Action item :: Take the line with "Note: mark the climbing" as the first line and the last line of the data as the final one. Write out those lines exactly, and no others.

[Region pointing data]
☆ ☆ ☆

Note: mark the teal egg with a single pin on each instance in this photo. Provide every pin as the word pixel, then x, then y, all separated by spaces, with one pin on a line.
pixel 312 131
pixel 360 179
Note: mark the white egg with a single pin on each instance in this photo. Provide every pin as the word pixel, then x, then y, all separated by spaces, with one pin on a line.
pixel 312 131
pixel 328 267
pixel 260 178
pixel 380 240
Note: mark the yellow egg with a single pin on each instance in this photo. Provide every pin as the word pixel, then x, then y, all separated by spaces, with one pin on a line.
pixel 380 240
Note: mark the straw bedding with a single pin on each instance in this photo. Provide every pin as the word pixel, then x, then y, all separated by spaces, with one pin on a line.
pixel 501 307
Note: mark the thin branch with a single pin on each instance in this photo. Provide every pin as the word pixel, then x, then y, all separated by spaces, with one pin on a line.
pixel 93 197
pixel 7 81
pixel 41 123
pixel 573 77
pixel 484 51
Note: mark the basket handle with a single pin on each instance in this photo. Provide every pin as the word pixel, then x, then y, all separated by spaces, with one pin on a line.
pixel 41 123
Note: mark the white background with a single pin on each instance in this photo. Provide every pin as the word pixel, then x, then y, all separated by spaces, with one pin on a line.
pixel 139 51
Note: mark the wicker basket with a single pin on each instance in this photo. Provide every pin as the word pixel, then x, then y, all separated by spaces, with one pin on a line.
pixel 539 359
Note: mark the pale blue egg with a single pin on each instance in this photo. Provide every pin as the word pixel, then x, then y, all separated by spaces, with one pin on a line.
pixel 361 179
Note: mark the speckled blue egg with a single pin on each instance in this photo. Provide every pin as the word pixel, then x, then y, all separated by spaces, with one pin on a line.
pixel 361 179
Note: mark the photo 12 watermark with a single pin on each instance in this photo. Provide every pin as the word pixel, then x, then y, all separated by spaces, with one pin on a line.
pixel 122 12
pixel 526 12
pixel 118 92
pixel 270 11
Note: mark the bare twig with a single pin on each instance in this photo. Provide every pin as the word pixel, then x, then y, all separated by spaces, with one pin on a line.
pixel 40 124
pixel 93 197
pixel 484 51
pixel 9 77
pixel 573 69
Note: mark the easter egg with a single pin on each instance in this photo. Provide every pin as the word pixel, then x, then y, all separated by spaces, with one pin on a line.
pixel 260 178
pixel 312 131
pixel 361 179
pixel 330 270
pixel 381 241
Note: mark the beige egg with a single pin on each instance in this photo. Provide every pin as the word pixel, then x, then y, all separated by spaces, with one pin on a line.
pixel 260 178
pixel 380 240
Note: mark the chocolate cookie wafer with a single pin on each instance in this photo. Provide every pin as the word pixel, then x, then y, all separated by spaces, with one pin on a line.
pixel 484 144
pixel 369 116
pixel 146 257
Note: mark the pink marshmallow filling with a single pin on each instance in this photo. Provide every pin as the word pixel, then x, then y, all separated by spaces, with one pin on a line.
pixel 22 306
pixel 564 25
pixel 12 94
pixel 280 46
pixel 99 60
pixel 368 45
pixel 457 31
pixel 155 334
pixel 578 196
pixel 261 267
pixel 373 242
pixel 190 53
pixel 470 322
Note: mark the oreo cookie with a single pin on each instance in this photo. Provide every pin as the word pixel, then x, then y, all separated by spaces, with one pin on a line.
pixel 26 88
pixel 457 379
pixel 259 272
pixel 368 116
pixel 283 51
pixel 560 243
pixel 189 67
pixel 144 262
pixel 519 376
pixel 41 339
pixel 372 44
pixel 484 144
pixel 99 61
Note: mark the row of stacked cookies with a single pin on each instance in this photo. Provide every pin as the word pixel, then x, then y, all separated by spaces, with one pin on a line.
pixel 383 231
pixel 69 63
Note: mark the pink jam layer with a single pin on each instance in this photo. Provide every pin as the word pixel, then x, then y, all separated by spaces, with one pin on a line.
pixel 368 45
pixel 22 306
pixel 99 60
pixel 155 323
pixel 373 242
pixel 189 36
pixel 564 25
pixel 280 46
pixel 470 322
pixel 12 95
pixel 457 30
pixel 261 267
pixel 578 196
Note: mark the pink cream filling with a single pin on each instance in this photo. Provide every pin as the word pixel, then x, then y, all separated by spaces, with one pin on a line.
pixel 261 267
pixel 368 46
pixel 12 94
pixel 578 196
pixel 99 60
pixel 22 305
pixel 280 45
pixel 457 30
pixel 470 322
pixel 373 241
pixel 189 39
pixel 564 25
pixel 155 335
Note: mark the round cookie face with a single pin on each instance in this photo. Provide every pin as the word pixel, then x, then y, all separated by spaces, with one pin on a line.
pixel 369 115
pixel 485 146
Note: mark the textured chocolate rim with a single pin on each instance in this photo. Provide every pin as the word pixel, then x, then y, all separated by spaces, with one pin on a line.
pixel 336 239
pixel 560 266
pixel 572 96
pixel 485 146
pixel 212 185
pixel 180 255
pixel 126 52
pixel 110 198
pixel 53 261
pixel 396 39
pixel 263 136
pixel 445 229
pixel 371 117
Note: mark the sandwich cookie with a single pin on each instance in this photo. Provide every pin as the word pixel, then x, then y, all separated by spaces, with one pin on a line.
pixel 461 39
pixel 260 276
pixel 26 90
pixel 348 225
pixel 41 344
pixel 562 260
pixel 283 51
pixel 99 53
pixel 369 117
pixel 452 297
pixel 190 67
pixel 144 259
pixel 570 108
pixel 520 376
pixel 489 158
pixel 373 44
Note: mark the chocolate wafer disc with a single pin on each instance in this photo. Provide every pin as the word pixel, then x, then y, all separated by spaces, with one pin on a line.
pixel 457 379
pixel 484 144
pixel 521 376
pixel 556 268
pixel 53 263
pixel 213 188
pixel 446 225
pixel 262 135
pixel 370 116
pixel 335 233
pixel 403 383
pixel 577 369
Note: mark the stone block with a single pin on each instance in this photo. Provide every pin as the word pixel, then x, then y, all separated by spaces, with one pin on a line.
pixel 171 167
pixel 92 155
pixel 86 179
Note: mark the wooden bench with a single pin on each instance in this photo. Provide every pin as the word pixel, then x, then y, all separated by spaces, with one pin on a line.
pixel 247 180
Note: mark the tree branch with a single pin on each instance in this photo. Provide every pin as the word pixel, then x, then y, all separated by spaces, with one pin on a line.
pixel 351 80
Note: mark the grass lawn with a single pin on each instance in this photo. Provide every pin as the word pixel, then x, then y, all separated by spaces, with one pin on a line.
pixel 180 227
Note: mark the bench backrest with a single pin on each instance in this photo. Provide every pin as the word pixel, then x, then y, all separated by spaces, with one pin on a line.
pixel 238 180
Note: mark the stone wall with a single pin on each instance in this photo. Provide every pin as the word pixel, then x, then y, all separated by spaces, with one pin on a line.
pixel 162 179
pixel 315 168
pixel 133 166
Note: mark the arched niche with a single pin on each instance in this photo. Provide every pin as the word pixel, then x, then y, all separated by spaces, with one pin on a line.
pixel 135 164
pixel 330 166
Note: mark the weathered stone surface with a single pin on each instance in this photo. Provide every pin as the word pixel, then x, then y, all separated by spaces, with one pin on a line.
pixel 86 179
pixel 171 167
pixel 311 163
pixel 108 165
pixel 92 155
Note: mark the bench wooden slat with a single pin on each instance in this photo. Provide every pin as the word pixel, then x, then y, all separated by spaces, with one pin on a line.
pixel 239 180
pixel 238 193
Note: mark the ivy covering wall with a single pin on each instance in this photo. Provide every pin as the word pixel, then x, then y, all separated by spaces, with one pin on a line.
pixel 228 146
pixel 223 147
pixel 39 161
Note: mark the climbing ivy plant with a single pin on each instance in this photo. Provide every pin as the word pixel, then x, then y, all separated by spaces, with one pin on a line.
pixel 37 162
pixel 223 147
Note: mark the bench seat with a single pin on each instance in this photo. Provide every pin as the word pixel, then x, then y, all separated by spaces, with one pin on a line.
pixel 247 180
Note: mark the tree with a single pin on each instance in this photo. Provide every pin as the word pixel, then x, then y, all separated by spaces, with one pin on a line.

☆ ☆ ☆

Response ::
Note: mark the climbing ivy plant with a single pin on each instance in this photo. Provide every pin as the word pixel, then x, then y, all separated by spaces, with one pin on a line.
pixel 37 162
pixel 223 147
Note: mark the bench seat with a single pin on each instance in this photo. Provide every pin as the word pixel, then x, then y, all separated by spaces, with one pin on a line.
pixel 247 180
Note: mark the tree with a single pin on each instance in this photo. Provide every pin as the word pixel, then x, then y, all separated by spaces, with one pin on a line.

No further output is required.